Recovering from Recurrent Miscarriage
Miscarriage is a devastating event for a couple. However, repetitive miscarriage, is even more traumatic and distressing. The overwhelming majority of miscarriages occur due to a chromosomal abnormality within the fetus, not a problem with the mother’s ability to carry a baby.
Genetic errors in the egg or sperm result in embryos with too many or too few chromosomes. These chromosomal abnormalities result in pregnancies that are not compatible with life. Nature takes its course by shedding the uterine lining and begins to ready the body for another, hopefully viable pregnancy.
Although the majority of miscarriages are clearly genetic in nature there are some situations that may occur where a definable and treatable problem can be diagnosed.
Causes of Recurrent Miscarriage
According to the American Association for Reproductive Medicine (ASRM), the causes of recurrent miscarriage include:
Hormonal Abnormalities: Progesterone is necessary for a healthy pregnancy. There is controversy about whether low progesterone levels, often called luteal phase deficiency, may cause repeated miscarriages. Treatments may include ovulation induction, progesterone supplementation or injections of human chorionic gonadotropin (hCG), but currently there is no evidence to support the effectiveness of these treatments.
Metabolic Abnormalities: Poorly controlled diabetes increases the risk of miscarriage. Women with diabetes improve pregnancy outcomes if blood sugars are controlled before conception. Women who have insulin resistance, such as obese women and many who have polycystic ovarian syndrome (PCOS), also have higher rates of miscarriage. There is some evidence that suggests that medications that improve insulin sensitivity such as Metformin can lower miscarriage risks in women with PCOS.
Uterine Abnormalities: Distortion of the uterine cavity may be found in approximately 10% to 15% of women with recurrent pregnancy losses. Diagnostic screening tests include hysterosalpingogram, sonohysterography, ultrasound, or hysteroscopy. Congenital uterine abnormalities include a double uterus, uterine septum, and a uterus in which only one side has formed. Asherman’s syndrome, uterine fibroids, and possibly uterine polyps are acquired abnormalities that may also cause recurrent miscarriages. Some of these conditions may be surgically corrected.

┄┄┄┄┄┄┄┄┄┄

# TASK REQUIREMENTS:
- 1) List the diagnostic screening tests for uterine abnormalities that the recurrent miscarriage text names.
- 2) Write what comes next in the text on recurrent miscarriage, picking up after its last sentence.

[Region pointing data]
┄┄┄┄┄┄┄┄┄┄

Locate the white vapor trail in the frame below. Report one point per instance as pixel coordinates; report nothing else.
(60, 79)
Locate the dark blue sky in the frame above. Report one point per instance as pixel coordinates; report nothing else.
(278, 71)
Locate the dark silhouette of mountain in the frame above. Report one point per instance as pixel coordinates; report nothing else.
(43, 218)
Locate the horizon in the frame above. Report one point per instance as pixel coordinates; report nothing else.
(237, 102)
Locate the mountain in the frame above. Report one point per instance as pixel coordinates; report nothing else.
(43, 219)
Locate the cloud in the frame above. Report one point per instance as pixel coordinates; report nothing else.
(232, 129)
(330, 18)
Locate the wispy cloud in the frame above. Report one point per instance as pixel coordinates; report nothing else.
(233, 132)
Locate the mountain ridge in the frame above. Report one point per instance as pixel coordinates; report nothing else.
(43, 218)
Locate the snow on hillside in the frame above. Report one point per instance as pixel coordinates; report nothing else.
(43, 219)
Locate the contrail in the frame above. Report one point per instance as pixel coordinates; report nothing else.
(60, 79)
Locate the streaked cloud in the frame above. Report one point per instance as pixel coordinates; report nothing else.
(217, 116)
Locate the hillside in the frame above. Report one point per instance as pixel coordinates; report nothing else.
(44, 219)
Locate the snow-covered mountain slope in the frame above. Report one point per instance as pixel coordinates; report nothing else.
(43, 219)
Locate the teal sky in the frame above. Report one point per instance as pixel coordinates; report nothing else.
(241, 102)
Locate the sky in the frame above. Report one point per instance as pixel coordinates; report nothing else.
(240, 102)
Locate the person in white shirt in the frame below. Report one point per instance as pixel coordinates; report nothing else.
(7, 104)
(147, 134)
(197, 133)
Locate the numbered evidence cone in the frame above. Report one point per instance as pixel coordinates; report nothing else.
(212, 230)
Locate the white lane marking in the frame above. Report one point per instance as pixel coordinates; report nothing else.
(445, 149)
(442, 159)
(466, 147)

┄┄┄┄┄┄┄┄┄┄

# RESPONSES TO THE EXERCISE:
- 1) Hysterosalpingogram, sonohysterography, ultrasound, hysteroscopy

- 2)
Antiphospholipid Syndrome: Blood tests for anticardiolipin antibodies and lupus anticoagulant may identify women with antiphospholipid syndrome, a cause for 3% to 15% of recurrent miscarriages. In women who have high levels of antiphospholipid antibodies blood clots in the placenta and does not allow the normal transport of nutrients and oxygen to the baby which caused miscarriage. Pregnancy outcomes are improved by using aspirin and heparin to control the clotting factors in the blood and allow a term pregnancy.
Thrombophilias: Inherited disorders that raise a woman’s risk of thrombosis may also increase the risk of fetal death in the second half of pregnancy and may cause multiple miscarriages.
Unexplained: No explanation is found in 15-25% of couples with recurrent pregnancy losses.
Age: The chance of a miscarriage increases as a woman ages. After age 40, 25%-35% of all pregnancies end in miscarriage. Most of these embryos have an abnormal number of chromosomes.
After a miscarriage a healthy lifestyle and prenatal vitamins with folic acid is recommended before attempting another pregnancy. Smoking cessation, reduced alcohol and caffeine consumption, moderate exercise, and weight control may all be of benefit.